Task statement → Gather every line of the records below that contains the word "furry", and copy each such line in full.

____ Exercise input

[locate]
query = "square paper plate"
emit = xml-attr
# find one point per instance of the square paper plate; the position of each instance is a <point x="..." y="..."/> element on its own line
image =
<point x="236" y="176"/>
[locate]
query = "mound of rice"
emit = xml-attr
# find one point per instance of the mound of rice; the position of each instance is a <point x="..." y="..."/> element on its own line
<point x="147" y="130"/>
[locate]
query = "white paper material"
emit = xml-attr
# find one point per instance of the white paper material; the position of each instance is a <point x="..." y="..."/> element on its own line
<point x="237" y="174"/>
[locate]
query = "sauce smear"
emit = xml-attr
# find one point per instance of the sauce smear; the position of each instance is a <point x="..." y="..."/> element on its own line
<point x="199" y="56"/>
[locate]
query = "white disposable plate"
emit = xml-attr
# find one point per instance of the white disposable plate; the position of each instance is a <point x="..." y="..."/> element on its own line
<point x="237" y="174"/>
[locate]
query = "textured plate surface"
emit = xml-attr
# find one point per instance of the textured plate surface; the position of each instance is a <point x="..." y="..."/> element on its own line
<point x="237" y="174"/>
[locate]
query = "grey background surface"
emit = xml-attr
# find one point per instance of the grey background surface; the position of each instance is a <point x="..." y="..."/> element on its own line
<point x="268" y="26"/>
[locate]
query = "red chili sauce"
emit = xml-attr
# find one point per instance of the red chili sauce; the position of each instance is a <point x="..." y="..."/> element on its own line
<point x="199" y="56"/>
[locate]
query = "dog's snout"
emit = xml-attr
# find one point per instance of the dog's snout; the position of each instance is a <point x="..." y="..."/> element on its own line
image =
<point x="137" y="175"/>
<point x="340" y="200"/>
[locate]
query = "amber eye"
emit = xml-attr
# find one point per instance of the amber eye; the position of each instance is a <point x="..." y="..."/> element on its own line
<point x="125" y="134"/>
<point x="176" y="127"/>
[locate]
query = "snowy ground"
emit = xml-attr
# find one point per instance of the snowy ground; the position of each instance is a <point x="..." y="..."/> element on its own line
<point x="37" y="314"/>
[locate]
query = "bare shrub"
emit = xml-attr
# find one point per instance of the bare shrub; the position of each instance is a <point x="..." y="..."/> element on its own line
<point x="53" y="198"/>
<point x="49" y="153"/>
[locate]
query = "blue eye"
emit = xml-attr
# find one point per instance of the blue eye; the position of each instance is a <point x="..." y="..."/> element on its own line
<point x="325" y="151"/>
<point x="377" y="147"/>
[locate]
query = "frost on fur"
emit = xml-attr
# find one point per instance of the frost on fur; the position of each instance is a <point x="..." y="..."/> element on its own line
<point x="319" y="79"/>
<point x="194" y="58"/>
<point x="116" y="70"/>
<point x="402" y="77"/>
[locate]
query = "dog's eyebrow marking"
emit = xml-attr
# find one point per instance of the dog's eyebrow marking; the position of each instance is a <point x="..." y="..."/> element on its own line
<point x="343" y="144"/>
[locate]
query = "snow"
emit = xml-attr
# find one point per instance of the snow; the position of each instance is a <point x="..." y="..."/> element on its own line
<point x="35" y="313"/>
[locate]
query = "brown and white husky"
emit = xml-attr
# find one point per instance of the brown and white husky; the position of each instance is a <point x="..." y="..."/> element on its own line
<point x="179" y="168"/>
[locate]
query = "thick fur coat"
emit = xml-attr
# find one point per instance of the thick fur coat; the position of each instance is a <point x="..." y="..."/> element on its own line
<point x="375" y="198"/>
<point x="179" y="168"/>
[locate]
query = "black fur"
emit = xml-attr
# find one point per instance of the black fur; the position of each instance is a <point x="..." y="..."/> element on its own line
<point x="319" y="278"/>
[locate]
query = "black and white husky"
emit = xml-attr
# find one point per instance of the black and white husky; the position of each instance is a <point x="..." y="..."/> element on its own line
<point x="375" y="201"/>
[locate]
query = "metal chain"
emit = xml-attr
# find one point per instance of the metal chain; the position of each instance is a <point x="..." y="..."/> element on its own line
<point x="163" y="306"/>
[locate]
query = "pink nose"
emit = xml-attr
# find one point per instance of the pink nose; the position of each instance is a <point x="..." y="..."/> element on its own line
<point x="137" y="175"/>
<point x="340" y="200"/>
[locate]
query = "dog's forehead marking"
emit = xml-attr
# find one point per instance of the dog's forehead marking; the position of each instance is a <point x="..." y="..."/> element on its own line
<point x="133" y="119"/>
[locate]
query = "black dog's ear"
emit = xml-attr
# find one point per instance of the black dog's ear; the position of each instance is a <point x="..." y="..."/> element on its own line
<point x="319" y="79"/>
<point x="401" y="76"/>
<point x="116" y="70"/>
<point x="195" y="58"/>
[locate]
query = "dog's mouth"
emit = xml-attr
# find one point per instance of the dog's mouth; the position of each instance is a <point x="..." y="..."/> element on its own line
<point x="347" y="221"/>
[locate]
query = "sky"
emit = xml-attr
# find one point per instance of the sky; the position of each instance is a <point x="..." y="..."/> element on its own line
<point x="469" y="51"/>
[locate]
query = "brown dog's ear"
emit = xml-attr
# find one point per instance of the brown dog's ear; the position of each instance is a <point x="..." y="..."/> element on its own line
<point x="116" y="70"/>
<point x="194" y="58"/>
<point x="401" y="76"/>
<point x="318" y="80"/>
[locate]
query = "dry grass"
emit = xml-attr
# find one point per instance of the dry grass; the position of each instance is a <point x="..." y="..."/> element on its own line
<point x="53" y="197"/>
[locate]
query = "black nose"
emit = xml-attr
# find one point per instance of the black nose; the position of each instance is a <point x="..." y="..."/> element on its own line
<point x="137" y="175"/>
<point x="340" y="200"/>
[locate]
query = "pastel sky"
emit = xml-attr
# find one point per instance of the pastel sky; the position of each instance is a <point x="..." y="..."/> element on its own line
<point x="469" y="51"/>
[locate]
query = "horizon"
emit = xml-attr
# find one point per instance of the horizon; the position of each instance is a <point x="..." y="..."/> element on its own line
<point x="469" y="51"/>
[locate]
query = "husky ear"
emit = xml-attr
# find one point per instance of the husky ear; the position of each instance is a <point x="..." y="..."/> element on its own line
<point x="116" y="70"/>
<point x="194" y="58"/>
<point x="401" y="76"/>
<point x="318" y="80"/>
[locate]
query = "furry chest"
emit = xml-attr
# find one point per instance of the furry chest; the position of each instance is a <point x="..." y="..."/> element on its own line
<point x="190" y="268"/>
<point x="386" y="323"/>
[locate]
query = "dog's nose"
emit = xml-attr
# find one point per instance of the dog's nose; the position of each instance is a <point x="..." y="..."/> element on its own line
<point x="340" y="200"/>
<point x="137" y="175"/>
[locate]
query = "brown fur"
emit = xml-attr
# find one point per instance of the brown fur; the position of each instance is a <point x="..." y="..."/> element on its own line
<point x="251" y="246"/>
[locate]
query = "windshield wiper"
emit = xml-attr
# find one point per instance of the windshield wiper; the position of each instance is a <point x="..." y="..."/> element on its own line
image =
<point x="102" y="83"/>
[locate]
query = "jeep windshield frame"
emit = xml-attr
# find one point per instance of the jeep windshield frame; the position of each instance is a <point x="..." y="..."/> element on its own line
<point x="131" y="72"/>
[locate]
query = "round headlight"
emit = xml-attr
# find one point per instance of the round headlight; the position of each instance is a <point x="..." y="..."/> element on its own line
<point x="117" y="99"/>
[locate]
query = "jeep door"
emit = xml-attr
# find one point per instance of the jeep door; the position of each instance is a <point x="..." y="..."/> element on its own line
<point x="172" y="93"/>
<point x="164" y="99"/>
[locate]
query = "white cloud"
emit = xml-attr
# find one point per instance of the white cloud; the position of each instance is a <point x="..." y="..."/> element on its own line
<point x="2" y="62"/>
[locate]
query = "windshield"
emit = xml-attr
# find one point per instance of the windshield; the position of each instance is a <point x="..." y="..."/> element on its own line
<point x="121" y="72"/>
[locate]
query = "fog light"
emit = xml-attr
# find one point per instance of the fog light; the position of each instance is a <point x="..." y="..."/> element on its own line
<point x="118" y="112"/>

________

Complete output →
query = "furry chest"
# find one point per instance of the furry chest; the position of each instance is a <point x="..." y="..."/> element on its own line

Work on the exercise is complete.